Jim Ewing is an Airbnb host whose social media post about his property’s occupancy rates sparked the original viral tweet about an Airbnb bust. He’d posted to an “Airbnb Superhosts” Facebook group about his struggles. Ewing told TIME that his property in Desert Hot Springs, Calif., dropped from 80% occupancy to 0% this past spring—and hasn’t rebounded since. “We haven’t had a single booking since June,” he says.

The city of Desert Hot Springs, where Ewing began listing his Airbnb property last October, is located in Coachella Valley. That’s one of the markets where occupancy rates have fallen by the greatest percentage in the past three months, according to AirDNA.

“When we first listed last October, we had every weekend covered. And then November through April, we had anywhere from 70-80% occupancy every month,” he says. “This year, we’ve had no one in October and we have no one booked for November…So it’s been extremely slow.”

The upside for travelers

For now, the high supply of Airbnbs hasn’t dropped vacation rental prices for travelers. AirDNA reports that, in September, average daily rates posted their largest year-over-year growth rate since April. September also marked the first month since April where average daily rate growth outpaced the inflation rate.

However, in mountain and lake destinations where occupancy rates have dropped, daily average growth rate was significantly lower in September. According to AirDNA, that means that if occupancy rates continue to drop in more destinations, price rates are likely to be pushed down as hosts bid to get more bookings.

The short-term rental market is far more competitive than it used to be, says Neal Carpenter, the owner of short-term rental consulting service The Air Butler. Carpenter has been an Airbnb host for eight years and currently hosts 17 units all located within 10 minutes of downtown Nashville, Tenn.

> EXTRACTED RECORDS:
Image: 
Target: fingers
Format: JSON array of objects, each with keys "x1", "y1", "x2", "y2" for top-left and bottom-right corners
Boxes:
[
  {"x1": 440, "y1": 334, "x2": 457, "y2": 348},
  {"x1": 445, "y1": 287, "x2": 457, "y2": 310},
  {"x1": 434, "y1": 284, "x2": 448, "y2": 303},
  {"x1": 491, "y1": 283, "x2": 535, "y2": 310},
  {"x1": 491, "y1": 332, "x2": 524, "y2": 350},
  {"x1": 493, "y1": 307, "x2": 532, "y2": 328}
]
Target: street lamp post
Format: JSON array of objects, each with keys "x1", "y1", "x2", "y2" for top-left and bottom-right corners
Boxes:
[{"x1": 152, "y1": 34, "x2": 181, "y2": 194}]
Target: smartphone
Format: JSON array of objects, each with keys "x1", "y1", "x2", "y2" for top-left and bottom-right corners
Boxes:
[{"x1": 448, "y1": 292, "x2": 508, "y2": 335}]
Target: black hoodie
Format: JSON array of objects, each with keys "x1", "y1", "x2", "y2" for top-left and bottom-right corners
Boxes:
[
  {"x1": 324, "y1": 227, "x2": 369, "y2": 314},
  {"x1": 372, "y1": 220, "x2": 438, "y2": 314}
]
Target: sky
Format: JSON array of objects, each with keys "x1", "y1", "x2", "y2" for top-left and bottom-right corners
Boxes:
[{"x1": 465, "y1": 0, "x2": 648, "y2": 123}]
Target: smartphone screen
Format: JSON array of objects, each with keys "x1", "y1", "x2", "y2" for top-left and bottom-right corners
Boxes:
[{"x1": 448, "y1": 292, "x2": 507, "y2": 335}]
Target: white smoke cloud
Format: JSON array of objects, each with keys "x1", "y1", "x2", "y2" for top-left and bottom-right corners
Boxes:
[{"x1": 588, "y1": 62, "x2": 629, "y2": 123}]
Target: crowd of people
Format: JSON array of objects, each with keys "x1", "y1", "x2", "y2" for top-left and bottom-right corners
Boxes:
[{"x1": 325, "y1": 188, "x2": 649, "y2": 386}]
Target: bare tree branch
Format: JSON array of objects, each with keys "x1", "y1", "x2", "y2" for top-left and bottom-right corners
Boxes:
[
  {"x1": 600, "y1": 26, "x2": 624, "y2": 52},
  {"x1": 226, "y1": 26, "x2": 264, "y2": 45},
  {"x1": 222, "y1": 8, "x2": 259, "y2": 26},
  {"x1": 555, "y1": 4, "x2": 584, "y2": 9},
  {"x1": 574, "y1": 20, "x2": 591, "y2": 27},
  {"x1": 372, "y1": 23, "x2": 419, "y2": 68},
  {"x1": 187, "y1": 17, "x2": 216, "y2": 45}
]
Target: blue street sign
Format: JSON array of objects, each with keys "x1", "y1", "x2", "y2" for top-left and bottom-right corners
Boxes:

> EXPLORE THE MATERIAL:
a) List every calendar month named in the Airbnb article.
b) According to the Airbnb article, how many units does Neal Carpenter currently host?
c) Go on with the Airbnb article from its final sentence.

> ANSWERS PROVIDED:
a) October, June, November, April, September

b) 17 units, all within 10 minutes of downtown Nashville.

c)
“In Nashville, a listing that may have performed pretty well five years ago probably isn’t competitive anymore if the host hasn’t made updates to the property, the amenities, the photos, all those sorts of things,” he says.

For travelers, increased supply means the ability to be more discerning about the properties and, by extension, hosts they’re giving their business to. If a host is being unfair to guests by assigning them menial chores or making them pay unreasonable fees, it’s not going to benefit their business, Carpenter says. “If you [as a host] are asking people to do more than what’s fair and reasonable and common, that’s a problem,” Carpenter says. “If you’re trying to charge exorbitant cleaning fees and profiting, that’s questionable behavior.”

Providing personalized customer service will have a knock-on effect on future bookings as guests will always look for properties that have great reviews, Lane says. “We are seeing properties with good reviews, reasonable cleaning fees, and popular amenities able to maintain and even grow their occupancy levels,” he says. “It’s becoming more important for hosts to pay attention to their performance and guest reviews.”

What’s next for Airbnb prices

If interest rates continue to rise, investing in short-term rentals will become an increasingly less-attractive prospect, Lane says. That could result in the supply growth rate slowing, which means that this oversupply could be temporary.

“The growth of short-term rental listings is causing nightly prices to fall and reducing the profitability of owning these vacation rentals, which should result in more long-term rental supply, helping to bring rents back down,” Marr says.

In the meantime, Neal says that Airbnb hosts need to “put [themselves] in travelers’ shoes” if they want their property to stand out in a crowded field. “If you’re noticing a dip in bookings, look at your competition and make consistent updates to your property,” he says.

For some hosts, this tougher landscape means it’s time to get out of the short-term rental game. Ewing says that he’s currently looking for a long-term tenant for his property instead of continuing to rent it out for shorter periods on Airbnb.

“It seems like a lot of people are kind of fed up with Airbnb and they’re angry about how some hosts treat them now,” he says. “I’m curious to see if my timing for leaving the short-term market is the right move, and if in six months or 12 months, Airbnb becomes a bad investment for people.”